━━━ Material provided
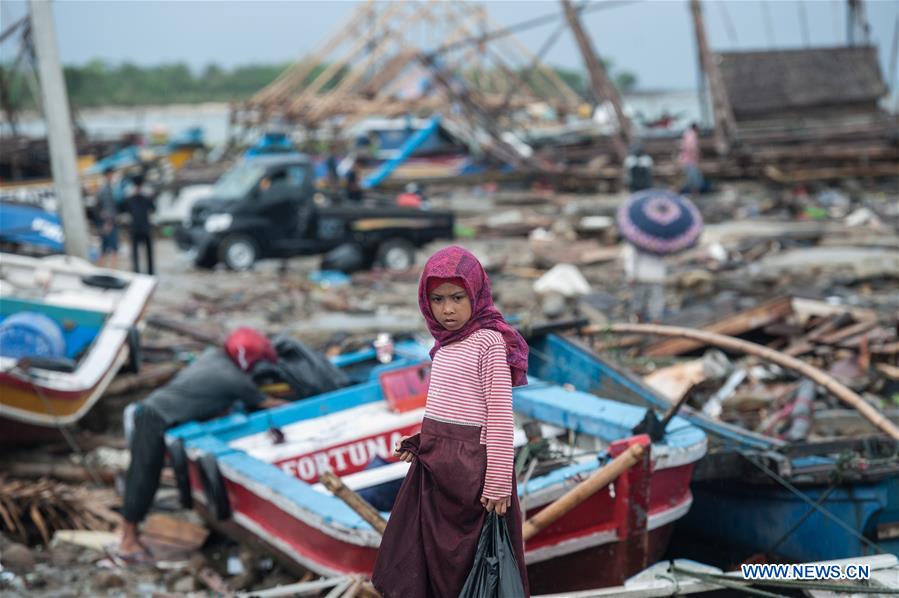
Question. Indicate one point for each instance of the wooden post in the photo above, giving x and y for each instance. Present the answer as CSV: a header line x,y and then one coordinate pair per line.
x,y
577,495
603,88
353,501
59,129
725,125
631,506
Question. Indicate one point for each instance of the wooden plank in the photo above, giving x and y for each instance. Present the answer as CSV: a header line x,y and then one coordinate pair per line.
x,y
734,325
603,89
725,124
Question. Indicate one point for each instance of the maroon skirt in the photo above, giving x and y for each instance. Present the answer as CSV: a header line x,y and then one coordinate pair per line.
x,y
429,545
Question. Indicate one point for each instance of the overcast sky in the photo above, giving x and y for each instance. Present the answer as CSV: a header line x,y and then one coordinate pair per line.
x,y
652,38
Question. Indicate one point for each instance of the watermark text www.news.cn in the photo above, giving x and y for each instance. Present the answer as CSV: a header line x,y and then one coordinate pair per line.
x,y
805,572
━━━━━━
* Requirements *
Rewrite the entries above as a two-column CSV with the header label_text,coordinates. Give one row for every coordinate list, with the text asking for it in the first column and the list in the second, each field quoted and its line breaks turned into spaces, and leave the pictures out.

* Task result *
label_text,coordinates
"Question. Indicate one point for each instance of the wooden post in the photo above, giving x and y for each instance. Present the answer as CSV: a header line x,y and then one coordinate pair per line.","x,y 577,495 603,88 353,501 59,129 725,125 631,506"
"Question. Indicate one point for each instance of the wooden plank in the photo above, giving x and y for each instance. Present the answer as CSV: a header line x,y and then one coordinate pair per line.","x,y 734,325 603,89 725,124"
"Question. Indicate one point for each instance of the maroon skirt in the photo above, giving x and y for each instance. Present the answer as CSV: a header line x,y and then one coordinate pair per line.","x,y 429,545"
"Question. Indicate one point for each instance of the overcast sky in the photo above, giving x and y for each instance. Present the answer as CSV: a header line x,y and then one coordinate pair per line.","x,y 652,38"
"Question. Indicate one point for each instance of the watermark text www.news.cn in the photo above, giving x and y for each instance. Present the answer as CSV: a header line x,y and then one coordinate pair per line.","x,y 805,572"